• _Trecho para leitura_
Alguns especialistas dizem que sua origem remonta a 1973, quando o alergista Benjamin Feingold vinculou a hiperatividade das crianças à ingestão de cores artificiais de alimentos, aditivos, conservantes e salicilatos – substâncias encontradas em plantas e alimentos e também usadas em muitos medicamentos, como aspirina.
Ele também escreveu um livro popular sobre o tema. Embora o açúcar não estivesse entre os culpados dietéticos criticados por Feingold, muitos pais fizeram a conexão por engano, já que altas quantidades de açúcar andam de mãos dadas com alimentos que contêm corantes e outros aditivos.
Nos últimos anos, estudos conectaram vários corantes artificiais, incluindo o corante vermelho nº 3, à hiperatividade e a outros problemas comportamentais em crianças. Um relatório de 2021 do Escritório de Avaliação de Perigos à Saúde Ambiental da Califórnia concluiu que algumas crianças que consomem corantes alimentares exibem esses efeitos à saúde, embora a sensibilidade a eles varie entre as crianças.
O que mais você deve saber
Mesmo que o açúcar seja absolvido neste caso específico, isso não significa que as crianças podem comê-lo indiscriminadamente, alertam os especialistas.
“O açúcar não é inocentado de outros efeitos adversos à saúde”, diz Donald Hensrud, professor associado de nutrição e medicina preventiva no Colégio de Medicina da Clínica Mayo.
“Ele fornece calorias extras e aumenta o peso, contribuindo para a obesidade e possivelmente para doenças cardíacas mais tarde. Pode causar cáries. Não tem nutrientes, e entra no lugar de outros alimentos que têm.”
Então, qual é a mensagem final para os pais?
“Eu não incentivo dar muito açúcar às crianças”, resume Wolraich. “O açúcar pode ser um fator negativo em uma dieta equilibrada porque seu sabor é muito atraente. Mas o açúcar não tem um alto valor nutritivo. Então, comer muitos alimentos açucarados que são pobres em outros nutrientes dietéticos importantes não é uma boa ideia – mas não por causa da hiperatividade.”

• _Material exibido_

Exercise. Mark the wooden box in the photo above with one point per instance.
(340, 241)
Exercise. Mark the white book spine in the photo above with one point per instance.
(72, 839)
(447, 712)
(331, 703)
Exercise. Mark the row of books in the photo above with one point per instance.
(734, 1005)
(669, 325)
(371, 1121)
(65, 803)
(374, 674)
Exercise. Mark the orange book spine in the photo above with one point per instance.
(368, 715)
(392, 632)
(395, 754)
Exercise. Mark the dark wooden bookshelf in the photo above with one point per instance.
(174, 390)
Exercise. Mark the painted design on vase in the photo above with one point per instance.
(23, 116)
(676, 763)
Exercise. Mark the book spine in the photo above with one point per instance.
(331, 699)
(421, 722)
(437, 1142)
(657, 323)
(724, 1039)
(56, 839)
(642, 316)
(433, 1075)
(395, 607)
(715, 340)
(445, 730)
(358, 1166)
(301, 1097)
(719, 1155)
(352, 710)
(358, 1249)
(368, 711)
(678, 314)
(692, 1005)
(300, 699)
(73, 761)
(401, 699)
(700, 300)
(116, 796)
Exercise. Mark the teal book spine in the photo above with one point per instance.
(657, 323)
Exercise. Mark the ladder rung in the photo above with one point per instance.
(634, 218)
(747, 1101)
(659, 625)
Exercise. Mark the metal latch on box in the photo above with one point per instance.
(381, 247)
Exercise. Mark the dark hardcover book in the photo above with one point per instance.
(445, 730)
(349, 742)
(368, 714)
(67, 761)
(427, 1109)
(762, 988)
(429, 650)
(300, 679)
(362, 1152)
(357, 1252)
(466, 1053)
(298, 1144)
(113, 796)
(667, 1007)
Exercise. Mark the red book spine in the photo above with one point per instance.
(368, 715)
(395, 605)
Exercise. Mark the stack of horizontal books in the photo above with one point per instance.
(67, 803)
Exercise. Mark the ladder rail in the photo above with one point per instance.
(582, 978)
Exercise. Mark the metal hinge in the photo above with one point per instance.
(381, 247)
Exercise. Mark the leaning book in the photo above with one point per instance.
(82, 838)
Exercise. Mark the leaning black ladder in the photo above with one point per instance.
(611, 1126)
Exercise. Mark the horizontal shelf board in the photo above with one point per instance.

• _Ação necessária 1_
Redigite uma parte do texto sobre açúcar e hiperatividade: comece nas palavras que contêm "Ele também escreveu" e pare depois de "e outros aditivos.".
• _Ação necessária 2_
Responda com base no texto sobre açúcar e hiperatividade:
(a) Em que ano Benjamin Feingold vinculou a hiperatividade das crianças a cores artificiais, aditivos, conservantes e salicilatos?
(b) Que corante artificial o texto cita pelo nome?
(c) Qual é o cargo de Donald Hensrud?
• _Ação necessária 3_
Resuma o texto sobre açúcar e hiperatividade em duas frases.
Não é preciso consultar as linhas.

• _Espaço para resposta 1_
Ele também escreveu um livro popular sobre o tema. Embora o açúcar não estivesse entre os culpados dietéticos criticados por Feingold, muitos pais fizeram a conexão por engano, já que altas quantidades de açúcar andam de mãos dadas com alimentos que contêm corantes e outros aditivos.

• _Espaço para resposta 2_
(a) Em 1973.
(b) O corante vermelho nº 3.
(c) Professor associado de nutrição e medicina preventiva no Colégio de Medicina da Clínica Mayo.

• _Espaço para resposta 3_
Em 1973, Benjamin Feingold vinculou a hiperatividade infantil a corantes, aditivos, conservantes e salicilatos, e muitos pais passaram a culpar o açúcar por engano, enquanto estudos recentes ligaram corantes artificiais a problemas comportamentais em crianças. Os especialistas alertam, porém, que o açúcar traz outros efeitos adversos, como calorias extras, ganho de peso e cáries, e não tem nutrientes, por isso não é bom dar muito açúcar às crianças.